SOURCE DOCUMENT
——

- Harold Sakata as Oddjob in Goldfinger (1964).
- First appearance: Goldfinger (novel, 1959)
- Last appearance: 007 Legends (video game, 2012)
- Created by: Ian Fleming
- Portrayed by: Harold Sakata
- Voiced by: Jeff Bennett (James Bond Jr.)

In-universe information
- Gender: Male
- Affiliation: Auric Goldfinger
- Nationality: Korean
- Classification: Henchman

= Oddjob =

Fictional character from the James Bond film series

Oddjob (often written as "Odd Job") is a fictional character in the espionage novels and films featuring James Bond. He is a henchman to the villain Auric Goldfinger in Ian Fleming's 1959 James Bond novel Goldfinger and its 1964 film adaptation. In the film, Oddjob was played by the Japanese-American actor and professional wrestler Harold Sakata. Oddjob, who also appears in the James Bond Jr. animated series and in several video games, is one of the most popular characters in the Bond series.

==Appearances==

===Novel===
In the 1959 novel Goldfinger, Oddjob's real name is unknown. Auric Goldfinger names him to describe his duties to his employer. A Korean, like all of Goldfinger's staff, he is extremely powerful, as shown in one sequence where he breaks the thick oak railing of a staircase with karate chops and shatters a mantel with his foot. When James Bond expresses surprise at these feats, Goldfinger explains that Oddjob trains extensively to toughen the striking surfaces of his hands and feet, which have developed a tough callus, significantly increasing his striking power.

——

EXTRACTED INFORMATION

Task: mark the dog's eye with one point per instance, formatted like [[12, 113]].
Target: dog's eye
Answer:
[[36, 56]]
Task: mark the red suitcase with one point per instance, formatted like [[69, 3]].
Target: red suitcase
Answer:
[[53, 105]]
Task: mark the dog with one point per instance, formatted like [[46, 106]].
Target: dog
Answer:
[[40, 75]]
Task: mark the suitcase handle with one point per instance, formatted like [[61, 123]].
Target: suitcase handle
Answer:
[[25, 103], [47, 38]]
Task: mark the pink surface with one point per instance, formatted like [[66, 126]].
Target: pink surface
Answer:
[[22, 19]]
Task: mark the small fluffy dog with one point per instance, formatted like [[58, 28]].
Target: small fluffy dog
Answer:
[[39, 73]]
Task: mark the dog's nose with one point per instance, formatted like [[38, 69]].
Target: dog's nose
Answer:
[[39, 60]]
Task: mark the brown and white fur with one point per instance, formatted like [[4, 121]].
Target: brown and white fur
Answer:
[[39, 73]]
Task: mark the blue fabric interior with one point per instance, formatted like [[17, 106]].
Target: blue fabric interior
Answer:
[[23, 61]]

——

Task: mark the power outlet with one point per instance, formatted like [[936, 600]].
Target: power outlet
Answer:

——

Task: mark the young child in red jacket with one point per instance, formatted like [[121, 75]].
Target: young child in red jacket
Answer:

——

EXERCISE SET
- a) Please rewrite the Oddjob article from "- Harold Sakata" up to and including "(James Bond Jr.)", substituting "Sakata" for "Harold Sakata".
- b) In the Oddjob article, what does Oddjob break with karate chops in the 1959 novel?

SOLUTION LIST
- a)
- Sakata as Oddjob in Goldfinger (1964).
- First appearance: Goldfinger (novel, 1959)
- Last appearance: 007 Legends (video game, 2012)
- Created by: Ian Fleming
- Portrayed by: Sakata
- Voiced by: Jeff Bennett (James Bond Jr.)

- b) The thick oak railing of a staircase.